------ Given information ------
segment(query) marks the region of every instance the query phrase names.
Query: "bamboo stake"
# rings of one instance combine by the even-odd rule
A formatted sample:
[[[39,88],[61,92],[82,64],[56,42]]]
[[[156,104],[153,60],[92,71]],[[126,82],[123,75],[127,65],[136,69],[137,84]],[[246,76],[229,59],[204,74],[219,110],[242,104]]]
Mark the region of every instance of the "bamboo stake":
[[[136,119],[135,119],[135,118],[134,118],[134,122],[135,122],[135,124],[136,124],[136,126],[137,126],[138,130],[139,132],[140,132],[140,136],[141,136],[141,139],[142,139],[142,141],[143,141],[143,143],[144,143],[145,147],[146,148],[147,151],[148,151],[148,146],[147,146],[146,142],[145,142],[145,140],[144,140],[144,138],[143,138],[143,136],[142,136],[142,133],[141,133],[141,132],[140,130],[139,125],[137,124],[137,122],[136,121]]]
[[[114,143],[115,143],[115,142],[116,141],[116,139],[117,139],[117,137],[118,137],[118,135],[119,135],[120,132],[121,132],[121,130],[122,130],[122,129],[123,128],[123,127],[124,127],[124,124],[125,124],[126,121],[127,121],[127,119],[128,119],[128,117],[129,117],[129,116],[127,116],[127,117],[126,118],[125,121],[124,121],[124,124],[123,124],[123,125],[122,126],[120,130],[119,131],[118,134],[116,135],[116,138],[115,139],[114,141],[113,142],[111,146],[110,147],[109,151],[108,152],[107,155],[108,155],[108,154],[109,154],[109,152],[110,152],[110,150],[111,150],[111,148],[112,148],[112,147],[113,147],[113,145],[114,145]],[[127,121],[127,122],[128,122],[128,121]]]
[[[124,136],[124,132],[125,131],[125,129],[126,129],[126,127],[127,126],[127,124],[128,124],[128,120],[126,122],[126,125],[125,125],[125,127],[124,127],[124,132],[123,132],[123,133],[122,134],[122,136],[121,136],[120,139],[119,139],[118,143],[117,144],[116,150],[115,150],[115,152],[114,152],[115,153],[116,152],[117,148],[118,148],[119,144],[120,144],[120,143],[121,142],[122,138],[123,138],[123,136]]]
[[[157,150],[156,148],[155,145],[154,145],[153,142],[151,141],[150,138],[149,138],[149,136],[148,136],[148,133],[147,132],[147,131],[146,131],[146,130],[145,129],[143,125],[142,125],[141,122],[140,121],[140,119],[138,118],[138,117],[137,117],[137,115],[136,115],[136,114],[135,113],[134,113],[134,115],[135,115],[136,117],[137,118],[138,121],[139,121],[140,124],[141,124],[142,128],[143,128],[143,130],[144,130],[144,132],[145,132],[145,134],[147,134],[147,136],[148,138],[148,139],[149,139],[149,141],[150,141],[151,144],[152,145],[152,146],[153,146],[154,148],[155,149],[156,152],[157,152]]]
------
* Task directions *
Copy out every line of the data above that contains the word "region", matching its case exactly.

* Result *
segment(query) marks the region of every instance the query phrase names.
Mark the region of every instance of the "bamboo stake":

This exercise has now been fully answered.